Please print each entry below exactly as it reads.

========

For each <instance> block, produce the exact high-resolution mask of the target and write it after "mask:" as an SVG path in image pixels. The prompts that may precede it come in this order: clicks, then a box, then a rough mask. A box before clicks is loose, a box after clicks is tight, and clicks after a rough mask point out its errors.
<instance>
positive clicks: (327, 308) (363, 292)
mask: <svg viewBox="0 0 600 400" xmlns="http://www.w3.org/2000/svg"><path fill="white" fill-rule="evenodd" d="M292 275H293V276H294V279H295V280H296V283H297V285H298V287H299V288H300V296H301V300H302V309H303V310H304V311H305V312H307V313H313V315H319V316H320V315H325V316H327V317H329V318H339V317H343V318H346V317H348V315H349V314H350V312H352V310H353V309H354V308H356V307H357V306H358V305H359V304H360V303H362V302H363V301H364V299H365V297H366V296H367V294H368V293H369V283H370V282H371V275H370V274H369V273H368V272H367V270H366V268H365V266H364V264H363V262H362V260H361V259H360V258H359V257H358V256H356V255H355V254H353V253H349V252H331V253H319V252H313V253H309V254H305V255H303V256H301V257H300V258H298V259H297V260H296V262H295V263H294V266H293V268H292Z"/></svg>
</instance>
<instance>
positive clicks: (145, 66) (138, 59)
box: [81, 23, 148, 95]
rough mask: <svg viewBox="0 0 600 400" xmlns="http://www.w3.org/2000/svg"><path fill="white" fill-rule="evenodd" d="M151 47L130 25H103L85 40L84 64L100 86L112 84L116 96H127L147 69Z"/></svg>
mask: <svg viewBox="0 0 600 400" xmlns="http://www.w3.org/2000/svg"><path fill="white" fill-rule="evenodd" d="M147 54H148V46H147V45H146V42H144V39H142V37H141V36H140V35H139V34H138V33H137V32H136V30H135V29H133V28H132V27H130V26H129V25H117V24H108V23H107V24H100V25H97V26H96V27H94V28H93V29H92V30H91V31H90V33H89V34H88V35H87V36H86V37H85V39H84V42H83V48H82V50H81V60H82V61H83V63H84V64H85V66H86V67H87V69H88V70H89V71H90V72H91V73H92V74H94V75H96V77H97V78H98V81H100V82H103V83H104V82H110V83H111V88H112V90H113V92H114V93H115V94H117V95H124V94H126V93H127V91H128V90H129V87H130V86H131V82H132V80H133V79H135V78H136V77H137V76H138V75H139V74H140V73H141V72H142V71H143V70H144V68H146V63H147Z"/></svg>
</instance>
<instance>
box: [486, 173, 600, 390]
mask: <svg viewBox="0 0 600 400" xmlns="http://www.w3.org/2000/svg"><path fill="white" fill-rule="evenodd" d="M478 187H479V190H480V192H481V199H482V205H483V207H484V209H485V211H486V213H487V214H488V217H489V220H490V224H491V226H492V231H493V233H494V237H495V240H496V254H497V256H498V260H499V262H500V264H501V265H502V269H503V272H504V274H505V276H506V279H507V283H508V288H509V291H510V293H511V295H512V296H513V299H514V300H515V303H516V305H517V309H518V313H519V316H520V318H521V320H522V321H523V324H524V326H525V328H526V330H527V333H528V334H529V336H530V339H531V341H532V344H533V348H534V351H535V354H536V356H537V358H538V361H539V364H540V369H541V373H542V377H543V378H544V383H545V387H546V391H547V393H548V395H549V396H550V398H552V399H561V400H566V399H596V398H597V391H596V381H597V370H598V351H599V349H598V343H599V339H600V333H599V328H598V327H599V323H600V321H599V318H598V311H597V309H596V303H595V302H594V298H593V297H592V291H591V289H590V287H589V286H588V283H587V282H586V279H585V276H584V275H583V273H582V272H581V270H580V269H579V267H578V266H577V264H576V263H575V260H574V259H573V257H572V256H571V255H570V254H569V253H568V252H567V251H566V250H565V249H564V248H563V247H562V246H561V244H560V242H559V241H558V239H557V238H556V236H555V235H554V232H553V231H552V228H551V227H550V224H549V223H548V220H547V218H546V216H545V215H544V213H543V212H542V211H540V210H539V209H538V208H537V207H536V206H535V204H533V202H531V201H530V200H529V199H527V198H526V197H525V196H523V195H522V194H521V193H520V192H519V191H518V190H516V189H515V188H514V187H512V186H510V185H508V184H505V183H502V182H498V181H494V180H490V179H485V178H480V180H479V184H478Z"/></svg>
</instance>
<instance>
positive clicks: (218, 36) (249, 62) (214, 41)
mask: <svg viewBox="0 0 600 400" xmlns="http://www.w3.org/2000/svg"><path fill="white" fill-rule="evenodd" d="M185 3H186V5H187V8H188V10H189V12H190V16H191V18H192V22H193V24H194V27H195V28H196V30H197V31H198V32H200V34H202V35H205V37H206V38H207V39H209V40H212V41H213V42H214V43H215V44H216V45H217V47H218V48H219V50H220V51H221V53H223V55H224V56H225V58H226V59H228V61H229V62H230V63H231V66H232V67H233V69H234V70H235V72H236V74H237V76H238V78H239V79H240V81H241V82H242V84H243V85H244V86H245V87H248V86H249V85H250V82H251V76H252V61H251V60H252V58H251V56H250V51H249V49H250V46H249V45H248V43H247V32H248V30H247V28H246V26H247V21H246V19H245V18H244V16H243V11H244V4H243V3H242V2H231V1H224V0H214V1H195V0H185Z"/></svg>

========

Response below:
For each <instance> block, produce the exact high-resolution mask of the target and write it after "mask:" as an SVG path in image pixels. The prompts that may precede it come in this order: clicks, then a box, then a rough mask. A box before clicks is loose, a box after clicks is tight, and clicks after a rough mask point out its errors.
<instance>
positive clicks: (327, 308) (363, 292)
mask: <svg viewBox="0 0 600 400" xmlns="http://www.w3.org/2000/svg"><path fill="white" fill-rule="evenodd" d="M292 275H293V276H294V279H295V280H296V283H297V285H298V287H299V288H300V296H301V300H302V309H303V310H304V311H305V312H307V313H313V315H319V316H320V315H325V316H327V317H329V318H339V317H343V318H346V317H348V315H349V314H350V312H352V310H353V309H354V308H356V307H357V306H358V305H359V304H360V303H362V302H363V301H364V299H365V297H366V296H367V294H368V293H369V283H370V282H371V275H370V274H369V273H368V272H367V270H366V268H365V266H364V264H363V262H362V260H361V259H360V258H359V257H358V256H356V255H355V254H353V253H349V252H331V253H319V252H313V253H309V254H305V255H303V256H301V257H300V258H298V259H297V260H296V262H295V263H294V266H293V268H292Z"/></svg>
</instance>
<instance>
positive clicks: (145, 66) (138, 59)
box: [81, 23, 148, 95]
rough mask: <svg viewBox="0 0 600 400" xmlns="http://www.w3.org/2000/svg"><path fill="white" fill-rule="evenodd" d="M151 47L130 25H103L85 40L84 64L100 86L112 84L116 96H127L147 69Z"/></svg>
mask: <svg viewBox="0 0 600 400" xmlns="http://www.w3.org/2000/svg"><path fill="white" fill-rule="evenodd" d="M147 54H148V46H147V45H146V42H144V39H142V37H141V36H140V35H139V34H138V33H137V32H136V30H135V29H133V28H132V27H130V26H129V25H117V24H108V23H107V24H100V25H97V26H96V27H94V28H93V29H92V30H91V31H90V33H89V34H88V35H87V36H86V37H85V39H84V42H83V48H82V50H81V60H82V61H83V63H84V64H85V66H86V67H87V69H88V70H89V71H90V72H91V73H92V74H94V75H96V77H97V78H98V81H100V82H103V83H104V82H110V83H111V88H112V90H113V92H114V93H115V94H117V95H124V94H126V93H127V91H128V90H129V87H130V86H131V82H132V80H133V79H135V78H136V77H137V76H138V75H139V74H140V73H141V72H142V71H143V70H144V68H146V63H147Z"/></svg>
</instance>
<instance>
box: [486, 173, 600, 390]
mask: <svg viewBox="0 0 600 400" xmlns="http://www.w3.org/2000/svg"><path fill="white" fill-rule="evenodd" d="M478 187H479V190H480V192H481V199H482V205H483V207H484V209H485V211H486V213H487V214H488V217H489V220H490V224H491V226H492V231H493V233H494V237H495V240H496V254H497V256H498V260H499V262H500V264H501V265H502V269H503V272H504V274H505V276H506V279H507V283H508V288H509V291H510V293H511V295H512V296H513V299H514V300H515V303H516V305H517V309H518V313H519V316H520V318H521V320H522V321H523V324H524V326H525V328H526V330H527V333H528V334H529V336H530V339H531V341H532V344H533V348H534V351H535V354H536V356H537V358H538V361H539V364H540V369H541V373H542V377H543V378H544V383H545V387H546V391H547V393H548V395H549V396H550V398H552V399H561V400H566V399H596V398H597V391H596V381H597V370H598V351H599V349H598V343H599V339H600V333H599V328H598V327H599V323H600V321H599V318H598V311H597V309H596V303H595V302H594V298H593V297H592V291H591V289H590V287H589V286H588V283H587V282H586V279H585V276H584V275H583V273H582V272H581V270H580V269H579V267H578V266H577V264H576V263H575V260H574V259H573V257H572V256H571V255H570V254H569V253H568V252H567V251H566V250H565V249H564V248H563V247H562V246H561V244H560V242H559V241H558V239H557V238H556V236H555V235H554V232H553V231H552V228H551V227H550V224H549V223H548V220H547V218H546V216H545V215H544V213H543V212H542V211H540V210H539V209H538V208H537V207H536V206H535V204H533V202H531V201H530V200H529V199H527V198H526V197H525V196H523V195H522V194H521V193H520V192H519V191H518V190H516V189H515V188H514V187H512V186H510V185H508V184H505V183H502V182H498V181H494V180H490V179H485V178H480V180H479V184H478Z"/></svg>
</instance>
<instance>
positive clicks: (218, 36) (249, 62) (214, 41)
mask: <svg viewBox="0 0 600 400" xmlns="http://www.w3.org/2000/svg"><path fill="white" fill-rule="evenodd" d="M185 3H186V5H187V8H188V10H189V12H190V16H191V18H192V22H193V24H194V27H195V28H196V30H197V31H198V32H200V34H202V35H205V37H206V38H207V39H209V40H212V41H213V42H214V43H215V44H216V45H217V47H218V48H219V50H220V51H221V53H223V55H224V56H225V58H226V59H228V61H229V62H230V63H231V66H232V67H233V69H234V70H235V72H236V74H237V76H238V78H239V79H240V81H241V82H242V84H243V85H244V86H245V87H248V86H249V85H250V82H251V76H252V61H251V60H252V58H251V56H250V51H249V49H250V46H249V45H248V43H247V32H248V30H247V28H246V26H247V21H246V19H245V18H244V16H243V11H244V4H243V3H242V2H231V1H224V0H214V1H195V0H185Z"/></svg>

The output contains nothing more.